▸ What is being asked: Please give back only the lines below from the one containing "box: [350, 88, 378, 97]" to the one containing "box: [278, 97, 291, 114]", each repeated word for word, both ends included.

▸ Raw data:
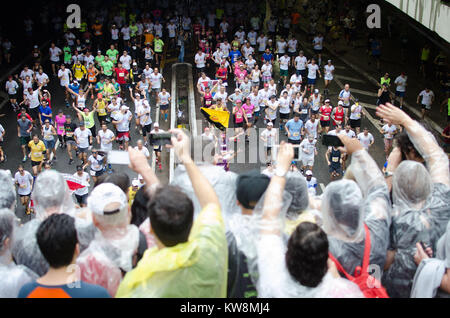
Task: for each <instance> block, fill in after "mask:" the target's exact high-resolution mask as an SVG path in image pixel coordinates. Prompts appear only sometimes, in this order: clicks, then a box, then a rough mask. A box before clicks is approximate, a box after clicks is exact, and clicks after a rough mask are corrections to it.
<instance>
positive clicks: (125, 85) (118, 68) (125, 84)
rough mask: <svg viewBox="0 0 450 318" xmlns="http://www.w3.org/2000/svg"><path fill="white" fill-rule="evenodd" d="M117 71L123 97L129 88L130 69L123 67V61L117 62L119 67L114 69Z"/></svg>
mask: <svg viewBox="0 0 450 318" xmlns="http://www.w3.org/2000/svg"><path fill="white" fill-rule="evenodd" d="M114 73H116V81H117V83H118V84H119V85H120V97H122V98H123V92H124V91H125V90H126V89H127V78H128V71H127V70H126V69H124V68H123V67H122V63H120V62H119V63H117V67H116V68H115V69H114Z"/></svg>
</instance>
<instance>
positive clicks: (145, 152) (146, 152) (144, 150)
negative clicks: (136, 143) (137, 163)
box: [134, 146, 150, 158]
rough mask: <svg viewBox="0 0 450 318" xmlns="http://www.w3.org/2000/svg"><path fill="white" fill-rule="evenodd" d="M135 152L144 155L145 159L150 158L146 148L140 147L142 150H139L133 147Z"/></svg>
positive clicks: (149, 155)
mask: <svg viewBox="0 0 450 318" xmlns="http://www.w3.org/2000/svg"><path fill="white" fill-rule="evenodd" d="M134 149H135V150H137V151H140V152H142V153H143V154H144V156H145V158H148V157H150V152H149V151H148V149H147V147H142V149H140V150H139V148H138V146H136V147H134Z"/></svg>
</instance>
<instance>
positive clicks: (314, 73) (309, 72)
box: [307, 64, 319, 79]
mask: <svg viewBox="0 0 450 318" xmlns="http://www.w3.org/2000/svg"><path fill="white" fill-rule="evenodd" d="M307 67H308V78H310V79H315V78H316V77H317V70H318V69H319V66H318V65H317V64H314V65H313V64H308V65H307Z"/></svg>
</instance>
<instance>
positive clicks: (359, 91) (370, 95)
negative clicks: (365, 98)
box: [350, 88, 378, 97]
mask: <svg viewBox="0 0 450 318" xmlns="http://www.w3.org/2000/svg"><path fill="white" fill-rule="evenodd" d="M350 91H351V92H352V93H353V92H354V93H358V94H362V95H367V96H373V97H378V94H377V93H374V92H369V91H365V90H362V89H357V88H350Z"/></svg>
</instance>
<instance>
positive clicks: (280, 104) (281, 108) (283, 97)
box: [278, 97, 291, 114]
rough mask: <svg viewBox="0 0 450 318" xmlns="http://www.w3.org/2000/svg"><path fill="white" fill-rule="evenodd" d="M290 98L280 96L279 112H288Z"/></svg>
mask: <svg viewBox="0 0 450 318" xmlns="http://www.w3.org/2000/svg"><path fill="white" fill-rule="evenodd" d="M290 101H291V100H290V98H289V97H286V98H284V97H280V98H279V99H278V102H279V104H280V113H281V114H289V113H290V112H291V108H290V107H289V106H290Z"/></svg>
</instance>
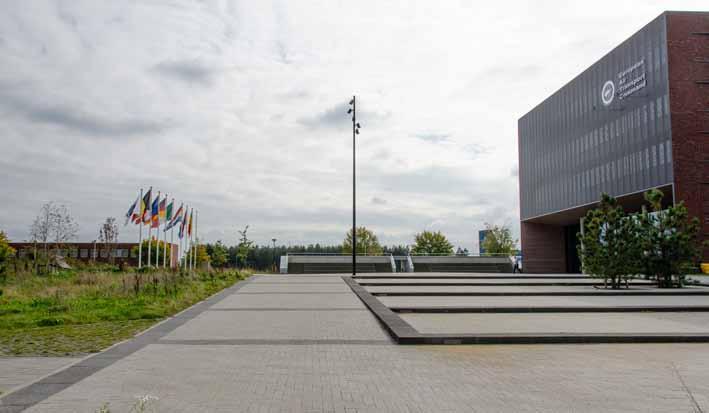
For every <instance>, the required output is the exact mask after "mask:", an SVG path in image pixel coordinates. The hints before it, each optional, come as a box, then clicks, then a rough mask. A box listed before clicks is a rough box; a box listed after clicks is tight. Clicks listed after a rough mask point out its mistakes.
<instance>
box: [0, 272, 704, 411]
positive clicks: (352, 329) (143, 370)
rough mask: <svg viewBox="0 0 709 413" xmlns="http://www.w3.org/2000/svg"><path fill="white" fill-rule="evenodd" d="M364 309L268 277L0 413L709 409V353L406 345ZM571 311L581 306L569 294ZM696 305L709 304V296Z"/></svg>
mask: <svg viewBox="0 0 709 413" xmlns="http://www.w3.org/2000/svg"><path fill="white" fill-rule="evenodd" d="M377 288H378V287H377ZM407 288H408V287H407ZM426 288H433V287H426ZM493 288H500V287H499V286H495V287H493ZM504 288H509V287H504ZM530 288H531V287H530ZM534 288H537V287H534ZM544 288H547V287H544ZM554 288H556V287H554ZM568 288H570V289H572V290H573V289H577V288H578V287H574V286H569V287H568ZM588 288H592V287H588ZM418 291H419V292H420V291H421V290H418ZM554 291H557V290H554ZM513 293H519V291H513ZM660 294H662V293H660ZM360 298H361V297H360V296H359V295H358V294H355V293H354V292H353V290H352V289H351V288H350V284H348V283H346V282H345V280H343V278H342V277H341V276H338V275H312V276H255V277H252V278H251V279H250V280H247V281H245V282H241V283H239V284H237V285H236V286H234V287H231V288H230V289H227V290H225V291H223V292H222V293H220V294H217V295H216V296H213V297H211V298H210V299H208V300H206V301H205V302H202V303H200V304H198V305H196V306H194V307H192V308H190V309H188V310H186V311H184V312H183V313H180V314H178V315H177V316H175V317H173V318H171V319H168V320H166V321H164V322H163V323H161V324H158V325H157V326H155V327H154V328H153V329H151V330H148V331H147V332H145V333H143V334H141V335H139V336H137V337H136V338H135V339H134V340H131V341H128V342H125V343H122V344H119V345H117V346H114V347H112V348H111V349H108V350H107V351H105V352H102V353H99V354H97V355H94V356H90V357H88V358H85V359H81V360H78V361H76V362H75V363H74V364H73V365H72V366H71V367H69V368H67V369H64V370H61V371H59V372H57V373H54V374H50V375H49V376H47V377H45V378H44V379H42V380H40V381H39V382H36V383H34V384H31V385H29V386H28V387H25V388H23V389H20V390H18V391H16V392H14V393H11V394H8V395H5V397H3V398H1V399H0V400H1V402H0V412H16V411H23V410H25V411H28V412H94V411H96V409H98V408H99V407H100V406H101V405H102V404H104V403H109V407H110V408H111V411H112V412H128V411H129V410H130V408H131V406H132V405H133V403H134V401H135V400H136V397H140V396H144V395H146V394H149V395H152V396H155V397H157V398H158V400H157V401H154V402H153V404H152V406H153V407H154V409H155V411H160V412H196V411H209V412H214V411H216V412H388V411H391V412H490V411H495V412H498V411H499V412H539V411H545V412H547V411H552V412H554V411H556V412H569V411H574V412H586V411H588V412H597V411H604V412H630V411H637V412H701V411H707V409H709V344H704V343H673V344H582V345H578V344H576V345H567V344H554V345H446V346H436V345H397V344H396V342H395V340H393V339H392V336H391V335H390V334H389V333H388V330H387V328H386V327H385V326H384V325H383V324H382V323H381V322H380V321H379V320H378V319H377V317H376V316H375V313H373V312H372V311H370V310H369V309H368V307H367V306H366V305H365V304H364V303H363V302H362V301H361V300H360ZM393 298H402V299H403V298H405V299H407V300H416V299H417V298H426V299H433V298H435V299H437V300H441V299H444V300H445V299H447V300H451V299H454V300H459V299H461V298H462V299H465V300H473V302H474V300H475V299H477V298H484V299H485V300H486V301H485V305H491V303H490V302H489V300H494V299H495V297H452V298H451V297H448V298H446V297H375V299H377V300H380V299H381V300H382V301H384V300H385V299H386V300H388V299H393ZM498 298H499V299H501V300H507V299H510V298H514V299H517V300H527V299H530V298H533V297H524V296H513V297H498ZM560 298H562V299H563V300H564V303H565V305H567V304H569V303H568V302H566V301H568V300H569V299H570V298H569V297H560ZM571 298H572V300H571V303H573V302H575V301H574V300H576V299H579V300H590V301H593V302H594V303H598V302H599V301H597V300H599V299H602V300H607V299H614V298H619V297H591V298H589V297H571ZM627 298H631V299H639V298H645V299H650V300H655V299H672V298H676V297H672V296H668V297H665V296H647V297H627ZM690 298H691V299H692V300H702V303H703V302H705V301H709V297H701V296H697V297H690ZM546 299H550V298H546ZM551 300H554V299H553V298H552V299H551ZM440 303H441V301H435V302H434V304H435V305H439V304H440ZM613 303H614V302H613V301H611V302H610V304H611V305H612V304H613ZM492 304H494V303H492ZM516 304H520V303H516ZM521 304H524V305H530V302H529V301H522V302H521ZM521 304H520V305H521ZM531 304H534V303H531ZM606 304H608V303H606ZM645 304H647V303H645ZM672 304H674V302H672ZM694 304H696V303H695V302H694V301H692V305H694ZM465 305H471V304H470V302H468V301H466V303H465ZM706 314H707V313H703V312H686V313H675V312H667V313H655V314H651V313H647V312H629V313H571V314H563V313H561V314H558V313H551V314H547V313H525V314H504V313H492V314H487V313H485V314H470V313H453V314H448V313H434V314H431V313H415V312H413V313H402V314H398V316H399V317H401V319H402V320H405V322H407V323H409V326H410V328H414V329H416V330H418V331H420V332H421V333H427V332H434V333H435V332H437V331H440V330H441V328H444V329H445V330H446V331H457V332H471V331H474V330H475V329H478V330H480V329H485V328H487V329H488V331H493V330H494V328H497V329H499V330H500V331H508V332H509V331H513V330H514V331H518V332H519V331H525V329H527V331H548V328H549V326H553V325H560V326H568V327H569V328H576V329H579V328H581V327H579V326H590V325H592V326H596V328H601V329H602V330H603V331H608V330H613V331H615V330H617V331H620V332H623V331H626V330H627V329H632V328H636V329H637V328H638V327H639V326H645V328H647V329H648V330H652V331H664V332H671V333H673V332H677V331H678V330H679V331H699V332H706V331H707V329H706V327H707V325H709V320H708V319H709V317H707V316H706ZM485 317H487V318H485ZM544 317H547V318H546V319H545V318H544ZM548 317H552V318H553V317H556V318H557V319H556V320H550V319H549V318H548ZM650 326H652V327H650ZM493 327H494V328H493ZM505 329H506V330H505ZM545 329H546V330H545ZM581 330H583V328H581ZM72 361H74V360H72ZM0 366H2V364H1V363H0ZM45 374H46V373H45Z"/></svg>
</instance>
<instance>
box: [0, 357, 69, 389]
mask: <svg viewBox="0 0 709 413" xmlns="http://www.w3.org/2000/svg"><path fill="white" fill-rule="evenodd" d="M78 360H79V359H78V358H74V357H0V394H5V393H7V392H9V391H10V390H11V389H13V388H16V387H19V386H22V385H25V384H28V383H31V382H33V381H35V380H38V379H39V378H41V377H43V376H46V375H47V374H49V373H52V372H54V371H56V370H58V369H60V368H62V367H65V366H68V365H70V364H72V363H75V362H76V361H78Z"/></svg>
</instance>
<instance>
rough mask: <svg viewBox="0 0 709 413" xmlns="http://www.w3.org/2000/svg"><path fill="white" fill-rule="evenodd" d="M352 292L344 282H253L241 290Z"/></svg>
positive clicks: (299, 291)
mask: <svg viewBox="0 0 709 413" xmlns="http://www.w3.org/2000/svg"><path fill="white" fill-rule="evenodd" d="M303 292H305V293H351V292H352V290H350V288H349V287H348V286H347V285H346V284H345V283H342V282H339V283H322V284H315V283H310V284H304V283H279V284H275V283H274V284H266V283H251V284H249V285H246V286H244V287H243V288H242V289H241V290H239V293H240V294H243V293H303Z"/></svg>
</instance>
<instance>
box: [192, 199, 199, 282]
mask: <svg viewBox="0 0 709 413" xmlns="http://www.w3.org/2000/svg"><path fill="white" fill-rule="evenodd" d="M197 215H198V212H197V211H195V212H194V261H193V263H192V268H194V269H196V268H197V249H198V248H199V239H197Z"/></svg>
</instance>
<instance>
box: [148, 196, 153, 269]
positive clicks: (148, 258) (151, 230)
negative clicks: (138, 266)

▸ Task output:
box: [350, 88, 378, 97]
mask: <svg viewBox="0 0 450 318" xmlns="http://www.w3.org/2000/svg"><path fill="white" fill-rule="evenodd" d="M350 91H351V92H352V93H353V92H354V93H358V94H362V95H367V96H373V97H378V94H377V93H374V92H369V91H365V90H362V89H357V88H350Z"/></svg>
</instance>
<instance>
positive clicks: (280, 104) (281, 108) (283, 97)
box: [278, 97, 291, 114]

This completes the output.